What you have to do
Write out, line for line, the stretch of rows below from the line containing "Where can you see the grass" through the end of the rows.

[Rows excerpted from a collection]

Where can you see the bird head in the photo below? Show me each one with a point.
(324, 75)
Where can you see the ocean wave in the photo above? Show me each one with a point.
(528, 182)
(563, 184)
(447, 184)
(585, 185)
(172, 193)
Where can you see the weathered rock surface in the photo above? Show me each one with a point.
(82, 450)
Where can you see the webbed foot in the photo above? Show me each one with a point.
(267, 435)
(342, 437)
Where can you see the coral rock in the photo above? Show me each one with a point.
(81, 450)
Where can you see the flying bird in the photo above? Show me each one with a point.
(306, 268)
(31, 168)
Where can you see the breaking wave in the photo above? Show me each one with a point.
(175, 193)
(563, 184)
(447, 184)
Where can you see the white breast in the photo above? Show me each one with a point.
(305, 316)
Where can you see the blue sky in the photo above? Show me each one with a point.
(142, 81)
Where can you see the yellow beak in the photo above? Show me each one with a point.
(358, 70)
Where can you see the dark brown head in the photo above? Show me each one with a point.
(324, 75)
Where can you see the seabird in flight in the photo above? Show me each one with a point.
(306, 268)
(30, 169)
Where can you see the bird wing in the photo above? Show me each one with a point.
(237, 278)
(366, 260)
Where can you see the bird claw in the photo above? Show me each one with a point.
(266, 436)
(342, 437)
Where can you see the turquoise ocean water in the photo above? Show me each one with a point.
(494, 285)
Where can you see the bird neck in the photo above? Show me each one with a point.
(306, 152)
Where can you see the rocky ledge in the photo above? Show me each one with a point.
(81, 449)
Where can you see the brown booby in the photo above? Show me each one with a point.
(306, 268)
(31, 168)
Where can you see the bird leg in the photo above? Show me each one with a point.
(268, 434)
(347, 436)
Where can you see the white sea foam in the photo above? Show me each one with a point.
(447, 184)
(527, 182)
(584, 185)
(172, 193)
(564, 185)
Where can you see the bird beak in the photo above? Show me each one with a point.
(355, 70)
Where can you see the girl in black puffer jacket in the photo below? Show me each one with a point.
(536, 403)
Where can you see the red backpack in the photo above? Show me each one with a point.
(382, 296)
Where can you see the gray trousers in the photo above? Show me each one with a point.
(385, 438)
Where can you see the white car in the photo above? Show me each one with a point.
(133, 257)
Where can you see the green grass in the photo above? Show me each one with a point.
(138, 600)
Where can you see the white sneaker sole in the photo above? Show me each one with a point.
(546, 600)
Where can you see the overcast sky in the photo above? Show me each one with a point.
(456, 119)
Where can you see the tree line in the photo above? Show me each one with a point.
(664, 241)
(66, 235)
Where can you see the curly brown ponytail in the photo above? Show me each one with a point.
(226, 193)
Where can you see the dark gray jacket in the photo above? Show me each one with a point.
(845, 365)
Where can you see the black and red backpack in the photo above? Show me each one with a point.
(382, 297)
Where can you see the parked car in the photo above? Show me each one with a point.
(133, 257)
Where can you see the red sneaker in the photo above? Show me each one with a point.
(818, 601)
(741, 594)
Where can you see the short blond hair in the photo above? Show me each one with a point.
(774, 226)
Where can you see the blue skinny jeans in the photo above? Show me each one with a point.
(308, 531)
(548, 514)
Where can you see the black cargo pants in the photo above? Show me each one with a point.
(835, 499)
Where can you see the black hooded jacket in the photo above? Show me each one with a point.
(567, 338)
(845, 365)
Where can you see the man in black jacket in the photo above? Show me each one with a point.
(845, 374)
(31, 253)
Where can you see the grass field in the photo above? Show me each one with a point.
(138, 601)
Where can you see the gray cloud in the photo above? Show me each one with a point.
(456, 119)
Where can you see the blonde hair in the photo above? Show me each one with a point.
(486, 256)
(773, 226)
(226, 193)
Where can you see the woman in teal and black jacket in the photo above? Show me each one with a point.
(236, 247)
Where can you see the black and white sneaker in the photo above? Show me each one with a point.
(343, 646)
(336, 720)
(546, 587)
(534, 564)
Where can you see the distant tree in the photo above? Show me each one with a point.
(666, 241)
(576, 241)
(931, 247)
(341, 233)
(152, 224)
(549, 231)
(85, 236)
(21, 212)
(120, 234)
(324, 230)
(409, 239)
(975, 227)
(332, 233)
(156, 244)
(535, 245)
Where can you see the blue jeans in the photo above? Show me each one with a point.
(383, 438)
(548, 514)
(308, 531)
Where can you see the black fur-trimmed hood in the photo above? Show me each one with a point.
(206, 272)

Output of the task
Where can you see the grass field in the photo above? Show me each one with a point.
(138, 601)
Where can you see the gray cloud in the photo above? Show me each one with a point.
(456, 119)
Where can you see the blonde hair in the photo above? Show me each one with a point.
(486, 256)
(773, 226)
(226, 193)
Where can you see the woman in teal and black jacket in the photo above? Show me each one with a point.
(236, 247)
Where can you see the black and white sneaker in the photo above? Show me each one with a point.
(343, 646)
(336, 720)
(546, 587)
(534, 564)
Where can you see the distant tree in the photo above? Show me each one with a point.
(666, 241)
(576, 241)
(931, 247)
(341, 233)
(152, 224)
(549, 231)
(85, 236)
(21, 212)
(120, 234)
(324, 230)
(409, 239)
(975, 227)
(332, 233)
(156, 244)
(535, 245)
Where can you see the blue jeans in the photo above? Show me each one with a point.
(383, 438)
(548, 514)
(308, 531)
Where can you see the black fur-trimmed hood in the photo above? Show me each one with a point.
(206, 272)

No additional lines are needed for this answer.